◆ Work to be completed
Beginning at the line containing "Performance-review request: for every instance of the stone", output every line to the end of the data below exactly as it appears.

◆ Dataset rows
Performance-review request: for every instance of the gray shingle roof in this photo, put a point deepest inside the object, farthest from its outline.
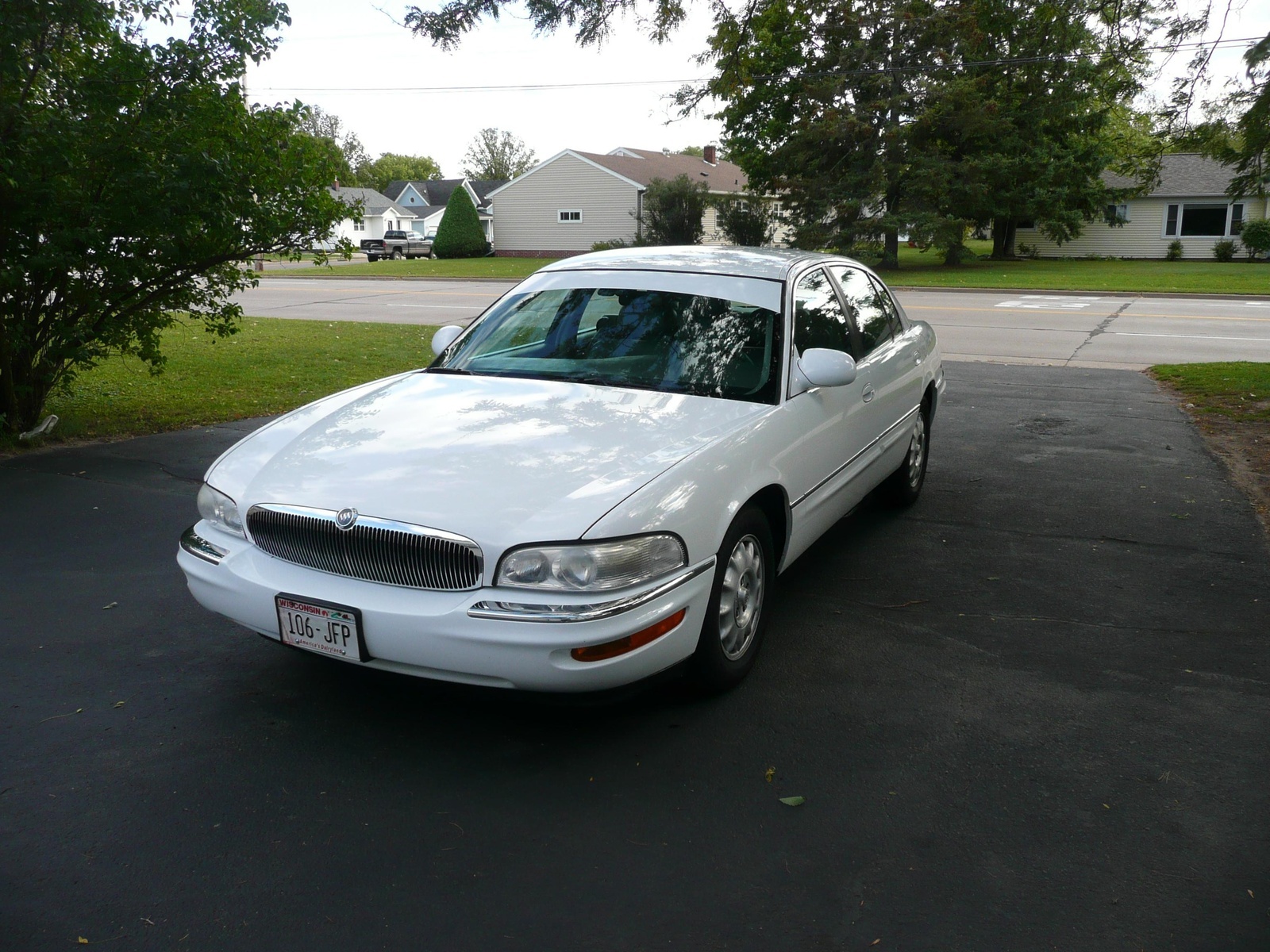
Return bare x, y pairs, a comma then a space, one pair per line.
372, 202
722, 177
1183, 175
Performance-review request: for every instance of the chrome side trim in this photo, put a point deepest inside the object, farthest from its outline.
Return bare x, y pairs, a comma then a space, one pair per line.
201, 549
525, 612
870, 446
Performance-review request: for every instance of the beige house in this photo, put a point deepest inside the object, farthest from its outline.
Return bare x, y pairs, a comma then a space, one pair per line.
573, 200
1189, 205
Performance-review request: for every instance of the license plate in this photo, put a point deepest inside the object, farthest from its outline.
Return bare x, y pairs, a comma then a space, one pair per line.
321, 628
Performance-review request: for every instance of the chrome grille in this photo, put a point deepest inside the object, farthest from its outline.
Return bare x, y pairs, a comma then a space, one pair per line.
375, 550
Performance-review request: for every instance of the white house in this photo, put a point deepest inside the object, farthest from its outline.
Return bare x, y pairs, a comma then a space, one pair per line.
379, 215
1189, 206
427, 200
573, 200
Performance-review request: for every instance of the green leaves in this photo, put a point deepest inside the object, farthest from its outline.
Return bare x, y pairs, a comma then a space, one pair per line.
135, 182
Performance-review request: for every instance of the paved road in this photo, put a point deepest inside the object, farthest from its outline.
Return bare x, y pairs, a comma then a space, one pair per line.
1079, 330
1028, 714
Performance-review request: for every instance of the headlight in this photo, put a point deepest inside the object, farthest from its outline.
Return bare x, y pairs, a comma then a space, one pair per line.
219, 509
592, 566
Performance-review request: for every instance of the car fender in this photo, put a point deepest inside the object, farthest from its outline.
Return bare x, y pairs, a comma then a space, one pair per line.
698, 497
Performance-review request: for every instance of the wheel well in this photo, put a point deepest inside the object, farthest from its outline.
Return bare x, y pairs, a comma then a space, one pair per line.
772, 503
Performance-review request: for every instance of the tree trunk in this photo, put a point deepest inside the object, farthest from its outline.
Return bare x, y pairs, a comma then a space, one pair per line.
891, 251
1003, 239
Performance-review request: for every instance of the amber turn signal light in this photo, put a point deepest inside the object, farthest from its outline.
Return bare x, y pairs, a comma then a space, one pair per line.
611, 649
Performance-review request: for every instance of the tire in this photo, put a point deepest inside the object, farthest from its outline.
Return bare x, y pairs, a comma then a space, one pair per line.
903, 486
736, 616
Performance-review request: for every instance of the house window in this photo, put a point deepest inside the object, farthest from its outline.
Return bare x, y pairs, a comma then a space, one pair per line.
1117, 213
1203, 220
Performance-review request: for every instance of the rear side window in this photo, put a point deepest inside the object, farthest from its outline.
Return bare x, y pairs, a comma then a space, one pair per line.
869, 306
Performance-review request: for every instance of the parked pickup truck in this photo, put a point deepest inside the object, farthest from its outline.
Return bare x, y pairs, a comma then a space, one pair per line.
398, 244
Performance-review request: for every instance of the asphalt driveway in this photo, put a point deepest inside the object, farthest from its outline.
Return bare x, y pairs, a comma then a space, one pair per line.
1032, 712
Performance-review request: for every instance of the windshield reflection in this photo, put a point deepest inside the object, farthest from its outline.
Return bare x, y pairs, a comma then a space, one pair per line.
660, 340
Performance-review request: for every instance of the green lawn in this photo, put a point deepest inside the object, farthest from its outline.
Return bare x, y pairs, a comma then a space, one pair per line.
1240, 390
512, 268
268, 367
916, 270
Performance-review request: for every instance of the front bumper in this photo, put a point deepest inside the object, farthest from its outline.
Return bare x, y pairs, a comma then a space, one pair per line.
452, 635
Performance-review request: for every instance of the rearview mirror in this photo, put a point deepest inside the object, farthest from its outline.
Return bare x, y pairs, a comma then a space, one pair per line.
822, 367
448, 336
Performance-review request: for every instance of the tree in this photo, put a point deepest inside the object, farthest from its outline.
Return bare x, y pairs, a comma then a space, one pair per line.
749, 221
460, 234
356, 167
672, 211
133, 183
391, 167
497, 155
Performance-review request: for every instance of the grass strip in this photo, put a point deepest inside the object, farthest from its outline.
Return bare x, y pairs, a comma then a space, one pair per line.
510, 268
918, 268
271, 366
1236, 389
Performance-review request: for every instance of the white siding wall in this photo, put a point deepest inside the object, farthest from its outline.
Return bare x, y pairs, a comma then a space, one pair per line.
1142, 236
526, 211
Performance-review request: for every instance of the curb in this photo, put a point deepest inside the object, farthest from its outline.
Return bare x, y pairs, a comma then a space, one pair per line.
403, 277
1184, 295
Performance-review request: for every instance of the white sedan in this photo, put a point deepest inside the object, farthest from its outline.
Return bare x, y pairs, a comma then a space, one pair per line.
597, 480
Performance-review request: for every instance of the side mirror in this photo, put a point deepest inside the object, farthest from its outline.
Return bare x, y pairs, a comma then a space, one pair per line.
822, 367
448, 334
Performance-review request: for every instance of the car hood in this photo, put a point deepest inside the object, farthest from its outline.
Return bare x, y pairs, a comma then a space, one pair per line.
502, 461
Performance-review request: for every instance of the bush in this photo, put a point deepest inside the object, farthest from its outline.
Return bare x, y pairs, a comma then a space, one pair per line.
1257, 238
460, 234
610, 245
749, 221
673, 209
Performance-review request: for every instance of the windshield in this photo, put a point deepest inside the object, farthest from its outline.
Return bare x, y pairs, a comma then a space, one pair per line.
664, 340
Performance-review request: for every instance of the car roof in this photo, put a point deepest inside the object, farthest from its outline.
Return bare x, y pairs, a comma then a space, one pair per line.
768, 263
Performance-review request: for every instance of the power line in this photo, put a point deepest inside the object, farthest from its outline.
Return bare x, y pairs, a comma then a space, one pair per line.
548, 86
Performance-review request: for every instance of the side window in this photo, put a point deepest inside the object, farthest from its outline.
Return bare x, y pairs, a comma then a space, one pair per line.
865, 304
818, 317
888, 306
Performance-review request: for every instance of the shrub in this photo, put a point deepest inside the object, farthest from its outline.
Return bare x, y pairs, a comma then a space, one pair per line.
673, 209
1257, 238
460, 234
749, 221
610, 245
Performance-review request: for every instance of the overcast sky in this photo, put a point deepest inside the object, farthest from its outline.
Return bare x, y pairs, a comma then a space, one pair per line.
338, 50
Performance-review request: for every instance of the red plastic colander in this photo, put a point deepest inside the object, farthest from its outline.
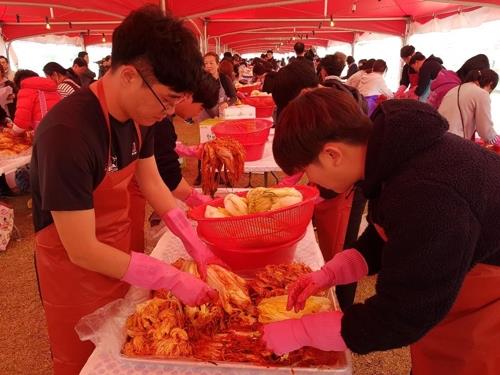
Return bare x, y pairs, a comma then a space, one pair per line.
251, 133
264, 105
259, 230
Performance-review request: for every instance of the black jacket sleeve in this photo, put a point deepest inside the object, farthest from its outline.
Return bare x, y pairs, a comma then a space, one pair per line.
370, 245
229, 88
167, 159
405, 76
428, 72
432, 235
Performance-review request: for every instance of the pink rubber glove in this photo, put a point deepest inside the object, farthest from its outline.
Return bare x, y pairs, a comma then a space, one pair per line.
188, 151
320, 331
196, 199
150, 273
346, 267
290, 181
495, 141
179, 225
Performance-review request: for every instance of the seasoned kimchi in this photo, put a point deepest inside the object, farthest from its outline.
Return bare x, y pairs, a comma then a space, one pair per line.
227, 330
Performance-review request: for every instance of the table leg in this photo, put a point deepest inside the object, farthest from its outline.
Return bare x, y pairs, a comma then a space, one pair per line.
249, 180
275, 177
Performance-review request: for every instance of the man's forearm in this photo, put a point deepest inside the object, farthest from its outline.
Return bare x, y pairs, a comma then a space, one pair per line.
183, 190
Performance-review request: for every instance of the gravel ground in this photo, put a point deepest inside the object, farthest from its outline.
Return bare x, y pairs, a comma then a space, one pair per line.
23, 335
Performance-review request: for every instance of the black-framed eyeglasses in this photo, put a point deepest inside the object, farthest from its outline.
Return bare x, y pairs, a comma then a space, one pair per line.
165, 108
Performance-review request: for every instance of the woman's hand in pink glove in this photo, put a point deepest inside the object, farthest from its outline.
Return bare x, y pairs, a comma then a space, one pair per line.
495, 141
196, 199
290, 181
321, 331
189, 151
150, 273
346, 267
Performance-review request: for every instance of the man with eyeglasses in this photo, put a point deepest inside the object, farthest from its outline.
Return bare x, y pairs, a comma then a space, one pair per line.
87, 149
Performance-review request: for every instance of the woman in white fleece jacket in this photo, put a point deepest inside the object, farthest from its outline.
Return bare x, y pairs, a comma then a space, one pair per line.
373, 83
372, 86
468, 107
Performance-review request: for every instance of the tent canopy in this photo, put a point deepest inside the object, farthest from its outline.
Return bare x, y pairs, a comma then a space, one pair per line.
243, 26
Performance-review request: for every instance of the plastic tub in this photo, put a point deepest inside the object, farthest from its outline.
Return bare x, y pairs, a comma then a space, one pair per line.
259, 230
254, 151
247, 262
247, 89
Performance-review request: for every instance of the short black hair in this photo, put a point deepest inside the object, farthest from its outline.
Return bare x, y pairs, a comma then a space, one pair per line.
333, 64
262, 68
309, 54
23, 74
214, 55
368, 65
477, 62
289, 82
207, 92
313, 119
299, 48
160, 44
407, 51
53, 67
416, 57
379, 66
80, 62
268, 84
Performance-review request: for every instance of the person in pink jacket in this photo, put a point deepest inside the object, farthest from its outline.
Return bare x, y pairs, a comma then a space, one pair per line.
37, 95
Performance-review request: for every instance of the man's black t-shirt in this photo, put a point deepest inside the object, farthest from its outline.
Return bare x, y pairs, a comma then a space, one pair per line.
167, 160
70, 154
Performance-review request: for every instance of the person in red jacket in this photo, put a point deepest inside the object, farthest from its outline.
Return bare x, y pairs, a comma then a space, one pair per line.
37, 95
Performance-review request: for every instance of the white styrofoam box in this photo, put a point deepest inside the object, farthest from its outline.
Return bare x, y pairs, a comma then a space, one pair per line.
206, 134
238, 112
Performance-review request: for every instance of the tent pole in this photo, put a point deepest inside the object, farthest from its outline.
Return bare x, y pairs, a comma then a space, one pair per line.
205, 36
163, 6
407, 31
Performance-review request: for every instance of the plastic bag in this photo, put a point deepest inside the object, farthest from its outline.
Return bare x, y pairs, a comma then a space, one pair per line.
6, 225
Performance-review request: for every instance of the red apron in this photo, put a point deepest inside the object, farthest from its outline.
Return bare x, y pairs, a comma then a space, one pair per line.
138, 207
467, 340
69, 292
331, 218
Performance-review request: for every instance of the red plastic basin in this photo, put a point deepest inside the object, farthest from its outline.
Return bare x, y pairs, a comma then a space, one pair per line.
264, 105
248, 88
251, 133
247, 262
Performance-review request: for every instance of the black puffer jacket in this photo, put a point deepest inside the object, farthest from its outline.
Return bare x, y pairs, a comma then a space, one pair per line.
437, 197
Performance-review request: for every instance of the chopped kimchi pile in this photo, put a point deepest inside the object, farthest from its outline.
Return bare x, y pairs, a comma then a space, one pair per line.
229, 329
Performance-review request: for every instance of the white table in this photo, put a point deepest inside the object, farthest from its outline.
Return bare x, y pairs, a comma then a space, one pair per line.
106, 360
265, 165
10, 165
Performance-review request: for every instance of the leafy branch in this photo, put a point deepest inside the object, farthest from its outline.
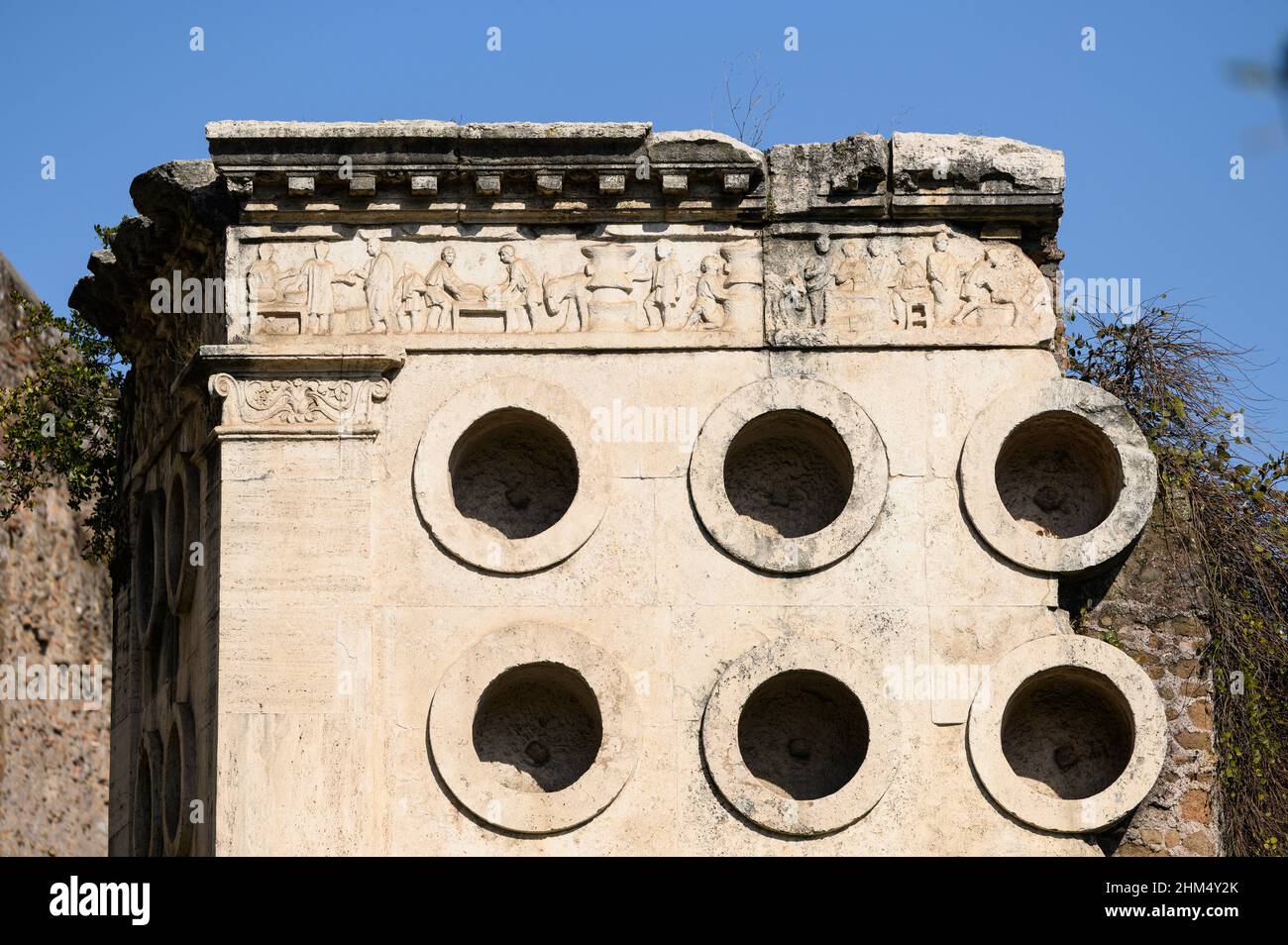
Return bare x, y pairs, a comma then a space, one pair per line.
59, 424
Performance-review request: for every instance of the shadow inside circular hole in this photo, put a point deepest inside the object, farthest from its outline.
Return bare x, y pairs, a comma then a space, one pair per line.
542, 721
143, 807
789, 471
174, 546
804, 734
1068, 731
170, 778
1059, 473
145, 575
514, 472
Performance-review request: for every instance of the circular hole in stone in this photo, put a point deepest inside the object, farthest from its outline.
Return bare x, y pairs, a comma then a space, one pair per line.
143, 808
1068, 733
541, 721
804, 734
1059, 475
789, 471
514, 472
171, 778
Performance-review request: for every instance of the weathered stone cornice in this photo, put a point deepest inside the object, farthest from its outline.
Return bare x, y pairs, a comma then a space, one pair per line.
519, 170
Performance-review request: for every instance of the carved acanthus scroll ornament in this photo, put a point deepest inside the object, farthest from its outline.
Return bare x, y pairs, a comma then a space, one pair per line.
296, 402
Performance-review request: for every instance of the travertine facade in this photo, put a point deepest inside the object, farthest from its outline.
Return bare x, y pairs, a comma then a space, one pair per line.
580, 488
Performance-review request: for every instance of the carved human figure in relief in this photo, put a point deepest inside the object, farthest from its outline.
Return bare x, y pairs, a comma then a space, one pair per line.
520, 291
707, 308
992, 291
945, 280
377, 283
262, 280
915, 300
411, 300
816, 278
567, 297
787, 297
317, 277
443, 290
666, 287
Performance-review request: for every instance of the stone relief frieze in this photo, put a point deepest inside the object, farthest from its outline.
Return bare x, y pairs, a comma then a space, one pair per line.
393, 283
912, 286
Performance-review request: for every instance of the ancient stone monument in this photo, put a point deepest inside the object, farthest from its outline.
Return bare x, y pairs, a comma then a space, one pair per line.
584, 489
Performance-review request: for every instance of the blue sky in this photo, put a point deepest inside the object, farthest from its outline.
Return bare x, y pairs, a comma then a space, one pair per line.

◆ Output below
Performance-review request: for every instance of the stone relief frieze in this photo, put a point deepest inside the object, farthest from its outline.
Return bare x, y pairs, a comma then a space, one pair per line.
393, 283
912, 286
Performance-review request: for every instance of the ancient stone monument in this photo, put a point deepest inside the object, farthest from its outline.
Return bare x, y pairs, a comma then a space, one pair per line.
584, 489
Performance-review request: for every instance of the blue sky in this photo, put a point deepest inside the object, farthest from its outline.
Return bare x, y pairs, a comma then a space, one pair per line.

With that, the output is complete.